───── Excerpt to read
The Brampton Hut interchange west of Huntingdon links the A1 and A14 trunk roads, and the A141 road which takes traffic into Huntingdon or towards Norfolk.

The A1 passes over a grade separated roundabout which provides access to a spur of the A14 west, which gives access, to the main A14 allowing travel to and from the west only. (This spur is occasionally mapped as an extension of A141.)
Traffic on the A1(M) and A14 to and from the south and east uses continuous flow slip roads 2–4 miles south of Brampton Hut to link the A1(M) to the A14. Previously, traffic from the A14 East and wishing to travel north would have used the former A14, northern spur (now A141/A1307) to access the A1(M) at Alconbury, which is now intended for local traffic only.

==Service station==
The service station at Brampton Hut includes a BP Connect filling station and truck park, a Brewers Fayre restaurant, Premier Inn hotel, McDonald's, Starbucks, Subway, Burger King and Wendy's.

==History==
The junction is named after the Brampton Hut Hotel, which was demolished in 1990. Brampton Hut had earlier been known as Creamer's Hut, which was well known in coaching days certainly before 1816. It was so called as it looked like a wooden hut on stilts. There was an inclosure award on the parish by the Brampton Inclosure Act 1772 (12 Geo. 3. c. 67 Pr.).
──────────
───── Given data
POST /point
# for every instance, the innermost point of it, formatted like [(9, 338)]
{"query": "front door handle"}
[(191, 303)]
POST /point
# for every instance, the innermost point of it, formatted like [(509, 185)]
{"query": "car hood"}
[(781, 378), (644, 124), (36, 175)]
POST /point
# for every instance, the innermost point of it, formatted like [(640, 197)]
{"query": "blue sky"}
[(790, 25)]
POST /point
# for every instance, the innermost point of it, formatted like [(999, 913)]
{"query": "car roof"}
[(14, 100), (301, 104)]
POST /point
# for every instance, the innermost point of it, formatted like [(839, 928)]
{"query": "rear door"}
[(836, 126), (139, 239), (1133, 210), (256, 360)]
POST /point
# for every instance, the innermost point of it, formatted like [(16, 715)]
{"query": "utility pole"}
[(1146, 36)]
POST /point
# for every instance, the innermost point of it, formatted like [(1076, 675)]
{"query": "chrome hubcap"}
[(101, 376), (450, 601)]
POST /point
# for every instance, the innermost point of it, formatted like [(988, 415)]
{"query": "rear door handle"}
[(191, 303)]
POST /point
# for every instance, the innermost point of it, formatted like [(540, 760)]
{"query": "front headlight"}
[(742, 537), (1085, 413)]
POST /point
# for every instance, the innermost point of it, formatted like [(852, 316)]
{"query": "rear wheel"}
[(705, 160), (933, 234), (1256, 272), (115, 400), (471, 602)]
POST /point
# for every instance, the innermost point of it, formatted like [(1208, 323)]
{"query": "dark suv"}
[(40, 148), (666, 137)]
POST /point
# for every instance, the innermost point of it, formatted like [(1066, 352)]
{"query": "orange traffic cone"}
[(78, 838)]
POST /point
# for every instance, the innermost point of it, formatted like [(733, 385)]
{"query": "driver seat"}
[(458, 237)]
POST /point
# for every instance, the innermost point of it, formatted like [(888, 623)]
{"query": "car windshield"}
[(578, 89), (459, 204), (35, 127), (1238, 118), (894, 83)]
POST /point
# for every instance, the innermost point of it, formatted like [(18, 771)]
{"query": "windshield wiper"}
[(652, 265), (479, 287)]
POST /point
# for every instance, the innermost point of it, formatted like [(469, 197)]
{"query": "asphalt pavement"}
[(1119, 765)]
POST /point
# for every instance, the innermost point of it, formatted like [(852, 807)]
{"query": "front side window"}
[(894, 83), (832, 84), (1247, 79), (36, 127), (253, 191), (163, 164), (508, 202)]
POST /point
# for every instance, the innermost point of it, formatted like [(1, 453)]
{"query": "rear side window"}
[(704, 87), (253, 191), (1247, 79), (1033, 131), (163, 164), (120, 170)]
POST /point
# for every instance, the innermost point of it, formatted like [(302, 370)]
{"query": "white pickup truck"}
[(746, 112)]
──────────
● **Exercise set**
1. Quote the passage on the Brampton Hut interchange word for word, starting with "Traffic on the" and going on through "King and Wendy's.".
2. Continue the text on the Brampton Hut interchange from the point where it stops.

● **Outputs in order**
1.
Traffic on the A1(M) and A14 to and from the south and east uses continuous flow slip roads 2–4 miles south of Brampton Hut to link the A1(M) to the A14. Previously, traffic from the A14 East and wishing to travel north would have used the former A14, northern spur (now A141/A1307) to access the A1(M) at Alconbury, which is now intended for local traffic only.

==Service station==
The service station at Brampton Hut includes a BP Connect filling station and truck park, a Brewers Fayre restaurant, Premier Inn hotel, McDonald's, Starbucks, Subway, Burger King and Wendy's.

2.
The service station was opened in 1998, with hotels and restaurants gradually added over the next two decades. Traffic lights were added in 2006 to attempt to reduce the traffic jams on the A14 entering the junction from either side.

==Reconstruction in 2016-9==

The A14 Ellington to Fen Drayton section was largely completed by 2020, the A14 was rerouted to pass south of Huntingdon and southwest of the current Brampton Hut junction, with links to the A1(M) and A141 from the junction. The former route that used to run right through the outskirts of Godmanchester and Huntingdon has been downgraded to a local road. People living in Huntingdon had to endure numerous issues including the noise caused by the construction works and the effects that sleepless nights have on their private lives.